___ Exercise data

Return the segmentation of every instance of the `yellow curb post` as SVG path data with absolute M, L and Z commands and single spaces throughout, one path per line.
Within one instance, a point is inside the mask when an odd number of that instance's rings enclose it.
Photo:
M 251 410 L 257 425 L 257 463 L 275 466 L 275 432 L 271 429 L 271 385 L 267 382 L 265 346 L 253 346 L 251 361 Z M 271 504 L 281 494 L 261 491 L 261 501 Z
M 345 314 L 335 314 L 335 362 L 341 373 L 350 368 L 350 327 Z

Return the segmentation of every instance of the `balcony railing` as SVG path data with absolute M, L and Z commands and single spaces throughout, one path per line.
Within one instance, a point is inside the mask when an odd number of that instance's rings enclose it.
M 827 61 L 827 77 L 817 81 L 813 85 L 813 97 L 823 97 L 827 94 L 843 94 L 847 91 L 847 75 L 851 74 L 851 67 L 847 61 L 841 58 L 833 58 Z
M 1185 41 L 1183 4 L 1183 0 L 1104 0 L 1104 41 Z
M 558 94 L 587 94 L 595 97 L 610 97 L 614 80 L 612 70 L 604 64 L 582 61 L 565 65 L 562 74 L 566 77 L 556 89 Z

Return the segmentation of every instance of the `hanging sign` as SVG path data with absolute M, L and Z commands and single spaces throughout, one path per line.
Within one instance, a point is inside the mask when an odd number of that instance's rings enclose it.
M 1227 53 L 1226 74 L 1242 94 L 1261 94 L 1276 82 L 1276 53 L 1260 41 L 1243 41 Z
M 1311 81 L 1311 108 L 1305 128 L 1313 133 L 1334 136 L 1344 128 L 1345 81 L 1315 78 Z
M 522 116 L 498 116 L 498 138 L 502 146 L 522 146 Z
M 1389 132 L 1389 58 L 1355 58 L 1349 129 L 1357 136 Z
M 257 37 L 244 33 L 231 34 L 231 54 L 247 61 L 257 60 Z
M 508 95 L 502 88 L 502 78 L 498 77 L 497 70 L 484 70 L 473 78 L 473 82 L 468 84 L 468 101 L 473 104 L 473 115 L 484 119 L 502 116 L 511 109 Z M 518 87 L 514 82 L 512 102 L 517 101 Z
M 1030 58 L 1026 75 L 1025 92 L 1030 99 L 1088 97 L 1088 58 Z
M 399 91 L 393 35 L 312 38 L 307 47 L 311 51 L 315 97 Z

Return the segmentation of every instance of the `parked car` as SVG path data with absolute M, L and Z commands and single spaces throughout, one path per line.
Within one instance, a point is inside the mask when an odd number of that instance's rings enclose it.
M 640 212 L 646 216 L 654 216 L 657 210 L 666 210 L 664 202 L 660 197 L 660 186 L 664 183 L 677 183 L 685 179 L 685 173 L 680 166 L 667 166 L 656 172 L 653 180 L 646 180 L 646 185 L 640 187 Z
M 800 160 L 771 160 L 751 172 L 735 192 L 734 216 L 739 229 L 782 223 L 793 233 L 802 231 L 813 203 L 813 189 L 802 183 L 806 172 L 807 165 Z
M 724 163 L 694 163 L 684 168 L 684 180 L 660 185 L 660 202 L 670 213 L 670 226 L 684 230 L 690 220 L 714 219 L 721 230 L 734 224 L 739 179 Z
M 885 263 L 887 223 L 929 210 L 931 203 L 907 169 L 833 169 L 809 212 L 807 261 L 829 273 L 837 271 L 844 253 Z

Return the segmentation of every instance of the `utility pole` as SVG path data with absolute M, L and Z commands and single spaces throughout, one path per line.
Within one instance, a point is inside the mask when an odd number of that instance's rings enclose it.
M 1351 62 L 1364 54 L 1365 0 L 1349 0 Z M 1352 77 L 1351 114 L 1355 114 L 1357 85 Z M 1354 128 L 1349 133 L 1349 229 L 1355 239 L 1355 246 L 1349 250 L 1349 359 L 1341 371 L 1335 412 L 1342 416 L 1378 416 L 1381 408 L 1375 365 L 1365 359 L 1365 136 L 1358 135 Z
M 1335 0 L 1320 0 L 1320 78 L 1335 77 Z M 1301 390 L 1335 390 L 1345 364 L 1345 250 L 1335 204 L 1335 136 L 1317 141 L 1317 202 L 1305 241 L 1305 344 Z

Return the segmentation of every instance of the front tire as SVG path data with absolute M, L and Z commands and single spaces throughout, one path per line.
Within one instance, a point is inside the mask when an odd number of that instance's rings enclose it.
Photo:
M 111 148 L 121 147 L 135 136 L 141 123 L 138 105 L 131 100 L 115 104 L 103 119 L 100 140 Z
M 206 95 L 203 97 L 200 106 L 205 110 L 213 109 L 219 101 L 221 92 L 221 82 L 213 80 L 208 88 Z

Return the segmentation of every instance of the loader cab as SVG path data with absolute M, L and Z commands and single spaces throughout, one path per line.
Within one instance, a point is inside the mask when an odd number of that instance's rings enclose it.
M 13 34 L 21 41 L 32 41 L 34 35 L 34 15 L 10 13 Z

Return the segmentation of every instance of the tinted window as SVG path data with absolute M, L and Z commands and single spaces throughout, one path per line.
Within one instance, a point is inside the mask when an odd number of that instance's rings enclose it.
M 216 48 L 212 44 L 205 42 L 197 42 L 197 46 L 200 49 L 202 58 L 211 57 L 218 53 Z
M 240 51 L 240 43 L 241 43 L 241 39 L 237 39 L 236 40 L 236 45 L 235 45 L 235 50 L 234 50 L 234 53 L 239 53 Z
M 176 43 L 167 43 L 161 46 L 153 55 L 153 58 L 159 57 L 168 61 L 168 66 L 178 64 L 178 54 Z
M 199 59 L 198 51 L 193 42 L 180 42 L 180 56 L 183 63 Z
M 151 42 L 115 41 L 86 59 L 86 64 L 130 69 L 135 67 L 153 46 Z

______

Print every line of the listing above verbatim, from start to finish.

Return the segmentation of every instance of the `yellow curb post` as SVG path data with absolute M, L and Z commands and single spaces throughout, one path per line.
Within one instance, a point is inside the mask when an odd number of that instance's rings enclose it.
Photo:
M 251 410 L 257 425 L 257 463 L 275 466 L 275 432 L 271 429 L 271 385 L 267 382 L 265 346 L 253 346 L 251 361 Z M 271 504 L 281 494 L 261 491 L 261 501 Z
M 345 314 L 335 314 L 335 362 L 341 373 L 350 368 L 350 327 Z

Return the segmentation of every instance of the `balcony railing` as SVG path data with absolute M, L and Z commands and single spaces throughout, one path per line.
Within one instance, a point is inside the mask when an odd number of that instance's rings enclose it.
M 827 61 L 827 77 L 817 81 L 813 85 L 813 97 L 823 97 L 827 94 L 843 94 L 847 91 L 847 75 L 851 74 L 851 67 L 847 61 L 841 58 L 833 58 Z
M 1185 41 L 1183 4 L 1183 0 L 1104 0 L 1104 41 Z
M 558 94 L 587 94 L 595 97 L 610 97 L 614 80 L 612 70 L 604 64 L 582 61 L 565 65 L 562 74 L 566 77 L 556 89 Z

Return the segmentation of every instance of the `hanging sign` as SVG path data with absolute M, L and Z commands and single spaces throughout, one path per line.
Within one instance, a point is inside the mask when an odd number of that instance's rings enclose it.
M 1227 53 L 1226 74 L 1242 94 L 1261 94 L 1276 82 L 1276 53 L 1260 41 L 1243 41 Z
M 1311 81 L 1311 108 L 1305 128 L 1313 133 L 1334 136 L 1344 128 L 1345 81 L 1315 78 Z
M 522 116 L 498 116 L 498 138 L 502 146 L 522 146 Z
M 1389 132 L 1389 58 L 1355 58 L 1349 129 L 1357 136 Z
M 257 37 L 244 33 L 231 34 L 231 54 L 247 61 L 257 60 Z
M 508 95 L 502 88 L 502 78 L 498 77 L 497 70 L 484 70 L 473 78 L 473 82 L 468 84 L 468 101 L 473 104 L 473 115 L 484 119 L 502 116 L 511 109 Z M 518 87 L 514 82 L 512 102 L 517 101 Z
M 1030 58 L 1026 75 L 1025 92 L 1030 99 L 1088 97 L 1088 58 Z
M 399 91 L 393 35 L 312 38 L 307 47 L 311 51 L 315 97 Z

Return the segmentation of every instance of the `parked car` as SVG path data with absolute M, L and Z commands and single spaces throughout, one path per line.
Within one instance, a point is inside the mask when an odd number of that instance's rings enclose it.
M 640 212 L 646 216 L 654 216 L 657 210 L 666 210 L 664 202 L 660 197 L 660 186 L 664 183 L 677 183 L 685 179 L 685 173 L 680 166 L 667 166 L 656 172 L 653 180 L 646 180 L 646 185 L 640 187 Z
M 800 160 L 771 160 L 751 172 L 735 192 L 734 216 L 739 229 L 782 223 L 793 233 L 802 231 L 813 203 L 813 189 L 802 183 L 806 172 L 807 165 Z
M 724 163 L 694 163 L 684 168 L 684 180 L 660 185 L 660 202 L 670 213 L 670 226 L 684 230 L 690 220 L 714 219 L 721 230 L 734 224 L 739 179 Z
M 885 263 L 887 223 L 929 210 L 931 203 L 907 169 L 833 169 L 809 212 L 807 261 L 829 273 L 837 271 L 844 253 Z

Return the segmentation of every instance of the `utility pole` as SVG path data with absolute M, L and Z commands and single spaces throughout, one path per line.
Within one instance, a point is inside the mask when an odd number of that instance's rings enclose it.
M 1351 62 L 1364 54 L 1365 0 L 1349 0 Z M 1352 77 L 1351 114 L 1355 114 L 1357 85 Z M 1354 128 L 1349 133 L 1349 229 L 1355 239 L 1355 246 L 1349 250 L 1349 359 L 1341 371 L 1335 412 L 1342 416 L 1378 416 L 1381 408 L 1375 365 L 1365 359 L 1365 136 L 1358 135 Z
M 1335 0 L 1320 0 L 1320 78 L 1335 77 Z M 1301 390 L 1335 390 L 1345 364 L 1345 250 L 1335 204 L 1335 136 L 1317 141 L 1317 202 L 1305 241 L 1305 344 Z

Return the segmentation of every instance of the front tire as SVG path data with absolute M, L and Z commands and single spaces throughout, one path per line.
Within one instance, a point is inside the mask when an odd number of that instance's rings enclose it.
Photo:
M 111 148 L 121 147 L 135 136 L 141 123 L 138 105 L 131 100 L 115 104 L 103 119 L 100 140 Z
M 206 95 L 203 97 L 200 106 L 205 110 L 213 109 L 219 101 L 221 92 L 221 82 L 213 80 L 208 88 Z

Return the segmentation of every instance of the loader cab as SVG path data with absolute M, L and Z commands and single spaces throughout, one path per line.
Within one instance, a point is inside the mask when an odd number of that instance's rings enclose it.
M 13 34 L 21 41 L 32 41 L 34 35 L 34 15 L 10 13 Z

Return the segmentation of every instance of the tinted window as SVG path data with absolute M, L and Z commands and single spaces throughout, one path per line.
Within one instance, a point is inside the mask when an odd number of that instance's rings enclose it.
M 216 48 L 212 44 L 205 42 L 197 42 L 197 46 L 200 49 L 202 58 L 211 57 L 218 53 Z
M 240 51 L 240 43 L 241 43 L 241 39 L 237 39 L 236 40 L 236 45 L 235 45 L 235 50 L 234 50 L 234 53 L 239 53 Z
M 176 43 L 167 43 L 161 46 L 153 55 L 153 58 L 159 57 L 168 61 L 168 66 L 178 64 L 178 54 Z
M 199 59 L 198 51 L 193 42 L 180 42 L 180 56 L 183 63 Z
M 151 42 L 115 41 L 86 59 L 86 64 L 130 69 L 135 67 L 153 46 Z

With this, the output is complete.